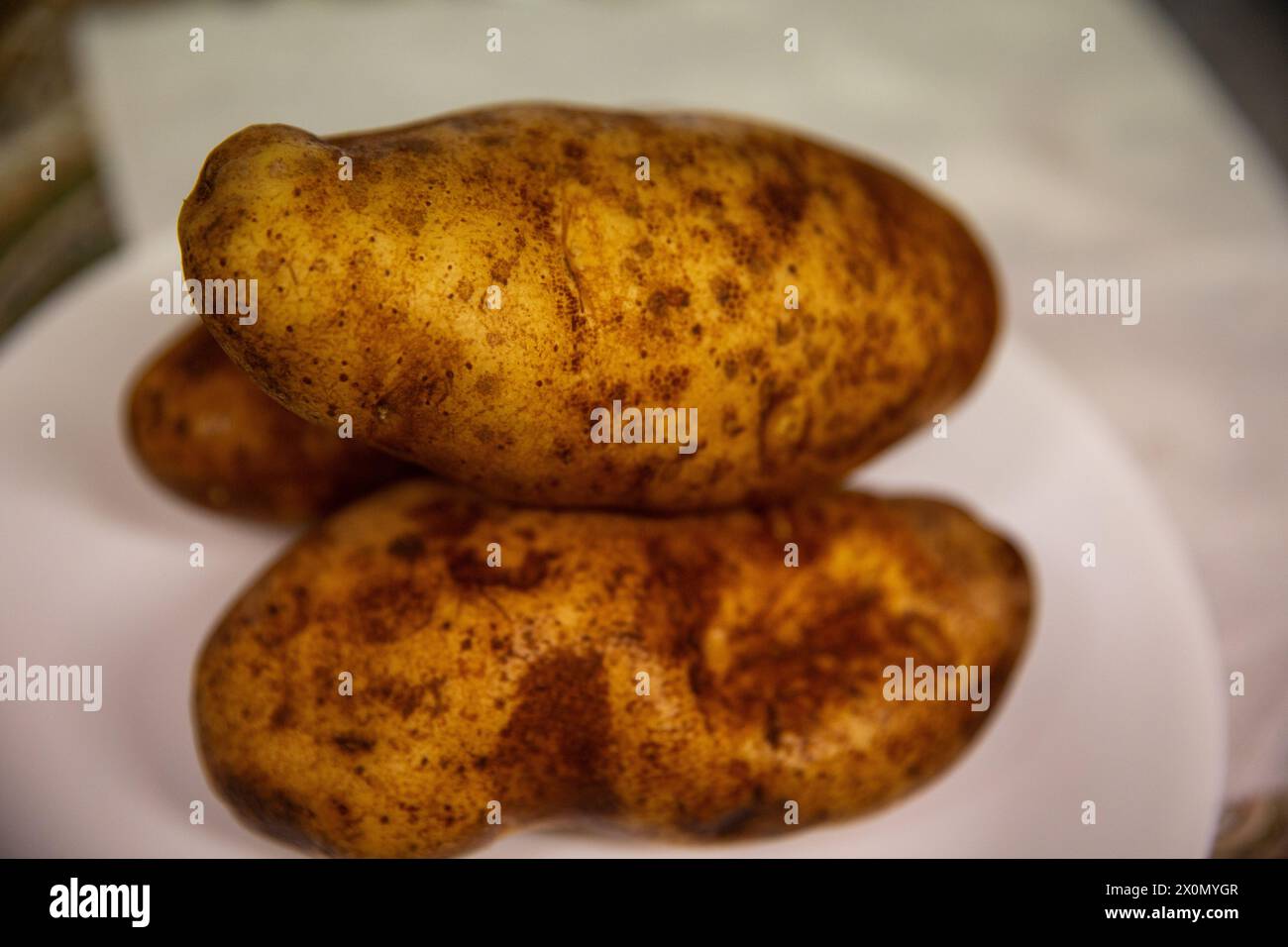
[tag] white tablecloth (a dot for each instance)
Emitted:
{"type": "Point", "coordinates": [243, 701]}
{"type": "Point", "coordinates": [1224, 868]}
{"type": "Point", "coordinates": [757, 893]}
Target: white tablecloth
{"type": "Point", "coordinates": [1107, 163]}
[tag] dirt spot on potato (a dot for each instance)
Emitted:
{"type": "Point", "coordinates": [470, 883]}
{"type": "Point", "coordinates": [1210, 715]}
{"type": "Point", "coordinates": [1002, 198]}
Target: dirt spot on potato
{"type": "Point", "coordinates": [558, 745]}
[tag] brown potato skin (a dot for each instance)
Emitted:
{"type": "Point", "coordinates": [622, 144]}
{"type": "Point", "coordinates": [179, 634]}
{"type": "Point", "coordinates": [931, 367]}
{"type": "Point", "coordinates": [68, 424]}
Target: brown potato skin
{"type": "Point", "coordinates": [668, 292]}
{"type": "Point", "coordinates": [204, 429]}
{"type": "Point", "coordinates": [518, 684]}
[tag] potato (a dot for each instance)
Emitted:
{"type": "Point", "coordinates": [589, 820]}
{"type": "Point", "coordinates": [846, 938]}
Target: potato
{"type": "Point", "coordinates": [516, 689]}
{"type": "Point", "coordinates": [202, 428]}
{"type": "Point", "coordinates": [377, 298]}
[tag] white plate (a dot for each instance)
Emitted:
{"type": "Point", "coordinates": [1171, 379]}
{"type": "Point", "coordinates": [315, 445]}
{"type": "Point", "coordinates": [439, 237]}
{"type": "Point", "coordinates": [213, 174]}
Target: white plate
{"type": "Point", "coordinates": [1120, 699]}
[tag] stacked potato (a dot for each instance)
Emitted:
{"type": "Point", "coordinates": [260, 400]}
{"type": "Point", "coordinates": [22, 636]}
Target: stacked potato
{"type": "Point", "coordinates": [571, 621]}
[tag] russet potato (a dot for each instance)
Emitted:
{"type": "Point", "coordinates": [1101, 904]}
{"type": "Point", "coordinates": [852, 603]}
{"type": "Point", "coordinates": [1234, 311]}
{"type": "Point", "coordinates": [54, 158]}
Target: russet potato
{"type": "Point", "coordinates": [516, 689]}
{"type": "Point", "coordinates": [473, 289]}
{"type": "Point", "coordinates": [202, 428]}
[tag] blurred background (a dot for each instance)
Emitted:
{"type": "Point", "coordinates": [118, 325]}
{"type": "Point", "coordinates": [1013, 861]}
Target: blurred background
{"type": "Point", "coordinates": [1107, 163]}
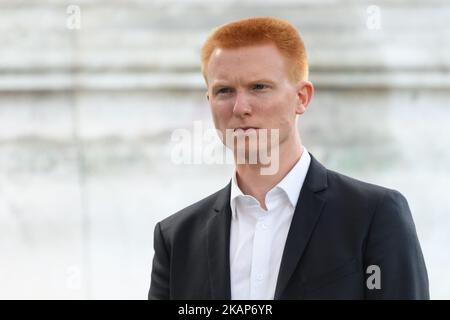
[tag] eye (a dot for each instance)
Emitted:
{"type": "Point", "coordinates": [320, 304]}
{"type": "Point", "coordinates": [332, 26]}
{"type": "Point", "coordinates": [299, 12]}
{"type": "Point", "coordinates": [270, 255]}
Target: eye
{"type": "Point", "coordinates": [259, 86]}
{"type": "Point", "coordinates": [224, 90]}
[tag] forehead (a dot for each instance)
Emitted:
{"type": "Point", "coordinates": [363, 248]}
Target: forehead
{"type": "Point", "coordinates": [246, 63]}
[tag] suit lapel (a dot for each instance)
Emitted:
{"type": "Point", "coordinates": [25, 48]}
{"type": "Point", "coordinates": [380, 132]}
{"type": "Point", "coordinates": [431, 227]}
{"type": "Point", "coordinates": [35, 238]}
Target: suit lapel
{"type": "Point", "coordinates": [307, 212]}
{"type": "Point", "coordinates": [218, 244]}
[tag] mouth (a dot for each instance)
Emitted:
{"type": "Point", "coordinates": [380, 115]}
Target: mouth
{"type": "Point", "coordinates": [244, 129]}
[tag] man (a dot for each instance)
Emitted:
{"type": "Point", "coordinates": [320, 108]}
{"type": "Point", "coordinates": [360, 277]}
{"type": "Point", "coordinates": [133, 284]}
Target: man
{"type": "Point", "coordinates": [300, 232]}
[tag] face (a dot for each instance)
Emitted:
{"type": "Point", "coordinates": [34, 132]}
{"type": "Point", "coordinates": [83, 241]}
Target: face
{"type": "Point", "coordinates": [249, 87]}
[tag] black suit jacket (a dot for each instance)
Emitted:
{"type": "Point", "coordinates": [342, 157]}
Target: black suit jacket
{"type": "Point", "coordinates": [340, 227]}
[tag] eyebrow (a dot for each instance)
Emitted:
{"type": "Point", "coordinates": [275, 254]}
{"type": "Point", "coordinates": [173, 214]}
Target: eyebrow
{"type": "Point", "coordinates": [220, 84]}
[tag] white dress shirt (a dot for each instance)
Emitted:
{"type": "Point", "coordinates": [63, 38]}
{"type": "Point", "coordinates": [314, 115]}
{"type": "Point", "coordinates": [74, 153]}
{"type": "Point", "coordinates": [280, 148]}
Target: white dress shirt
{"type": "Point", "coordinates": [258, 236]}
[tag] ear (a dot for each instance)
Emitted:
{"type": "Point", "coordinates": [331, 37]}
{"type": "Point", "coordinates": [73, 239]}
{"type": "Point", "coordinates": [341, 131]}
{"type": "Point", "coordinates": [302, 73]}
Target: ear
{"type": "Point", "coordinates": [305, 91]}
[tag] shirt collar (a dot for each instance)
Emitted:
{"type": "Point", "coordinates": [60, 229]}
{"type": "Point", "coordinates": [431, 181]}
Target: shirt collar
{"type": "Point", "coordinates": [291, 184]}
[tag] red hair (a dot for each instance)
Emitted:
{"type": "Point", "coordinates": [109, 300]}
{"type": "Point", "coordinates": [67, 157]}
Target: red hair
{"type": "Point", "coordinates": [258, 31]}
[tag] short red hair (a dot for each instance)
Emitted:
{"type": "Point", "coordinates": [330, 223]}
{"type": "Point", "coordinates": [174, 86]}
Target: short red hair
{"type": "Point", "coordinates": [258, 31]}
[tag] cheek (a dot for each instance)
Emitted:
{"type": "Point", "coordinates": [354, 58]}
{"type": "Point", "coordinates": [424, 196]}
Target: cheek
{"type": "Point", "coordinates": [221, 115]}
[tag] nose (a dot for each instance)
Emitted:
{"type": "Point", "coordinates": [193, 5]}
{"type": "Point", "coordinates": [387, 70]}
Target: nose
{"type": "Point", "coordinates": [241, 105]}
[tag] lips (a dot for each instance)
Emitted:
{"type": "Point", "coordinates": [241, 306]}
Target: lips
{"type": "Point", "coordinates": [245, 130]}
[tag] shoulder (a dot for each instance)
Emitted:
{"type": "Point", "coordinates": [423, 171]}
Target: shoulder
{"type": "Point", "coordinates": [344, 185]}
{"type": "Point", "coordinates": [193, 215]}
{"type": "Point", "coordinates": [387, 204]}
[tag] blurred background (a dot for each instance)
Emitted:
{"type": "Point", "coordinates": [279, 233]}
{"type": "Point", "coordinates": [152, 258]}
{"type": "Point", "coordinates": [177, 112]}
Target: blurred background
{"type": "Point", "coordinates": [91, 92]}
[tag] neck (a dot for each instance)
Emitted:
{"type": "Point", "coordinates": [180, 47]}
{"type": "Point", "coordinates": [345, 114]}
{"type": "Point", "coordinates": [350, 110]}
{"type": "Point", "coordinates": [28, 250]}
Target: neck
{"type": "Point", "coordinates": [249, 177]}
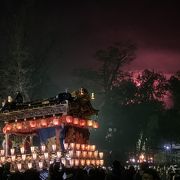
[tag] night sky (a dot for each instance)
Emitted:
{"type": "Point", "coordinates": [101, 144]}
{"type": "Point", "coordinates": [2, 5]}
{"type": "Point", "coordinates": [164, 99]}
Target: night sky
{"type": "Point", "coordinates": [77, 30]}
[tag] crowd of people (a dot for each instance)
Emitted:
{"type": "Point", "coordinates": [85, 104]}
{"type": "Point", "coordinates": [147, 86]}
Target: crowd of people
{"type": "Point", "coordinates": [56, 171]}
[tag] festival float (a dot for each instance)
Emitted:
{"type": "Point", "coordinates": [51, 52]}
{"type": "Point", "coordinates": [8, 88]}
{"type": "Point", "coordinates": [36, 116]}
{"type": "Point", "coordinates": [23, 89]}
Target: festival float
{"type": "Point", "coordinates": [42, 119]}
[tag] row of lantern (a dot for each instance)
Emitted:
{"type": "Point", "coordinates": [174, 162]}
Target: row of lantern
{"type": "Point", "coordinates": [48, 156]}
{"type": "Point", "coordinates": [82, 147]}
{"type": "Point", "coordinates": [29, 126]}
{"type": "Point", "coordinates": [77, 150]}
{"type": "Point", "coordinates": [21, 166]}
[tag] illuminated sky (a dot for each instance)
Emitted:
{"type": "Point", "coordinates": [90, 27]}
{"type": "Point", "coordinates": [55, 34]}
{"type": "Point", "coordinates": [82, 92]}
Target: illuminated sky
{"type": "Point", "coordinates": [80, 28]}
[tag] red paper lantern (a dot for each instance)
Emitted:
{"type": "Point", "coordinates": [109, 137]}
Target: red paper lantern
{"type": "Point", "coordinates": [44, 123]}
{"type": "Point", "coordinates": [95, 124]}
{"type": "Point", "coordinates": [69, 119]}
{"type": "Point", "coordinates": [90, 123]}
{"type": "Point", "coordinates": [82, 123]}
{"type": "Point", "coordinates": [56, 121]}
{"type": "Point", "coordinates": [32, 124]}
{"type": "Point", "coordinates": [76, 121]}
{"type": "Point", "coordinates": [19, 126]}
{"type": "Point", "coordinates": [8, 127]}
{"type": "Point", "coordinates": [4, 130]}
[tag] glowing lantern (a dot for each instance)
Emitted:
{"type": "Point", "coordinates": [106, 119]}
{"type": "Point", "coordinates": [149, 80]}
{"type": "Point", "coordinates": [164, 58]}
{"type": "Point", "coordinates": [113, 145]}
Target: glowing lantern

◆ WRITTEN PROBLEM ◆
Repeat, exactly and only, the lines above from the one containing "[tag] glowing lantern" through the end of the material.

◆ REPLY TO THE TASK ◆
[tag] glowing lantern (a dot for each instance)
Emitted:
{"type": "Point", "coordinates": [106, 119]}
{"type": "Point", "coordinates": [149, 80]}
{"type": "Point", "coordinates": [164, 58]}
{"type": "Point", "coordinates": [113, 145]}
Target: glowing lantern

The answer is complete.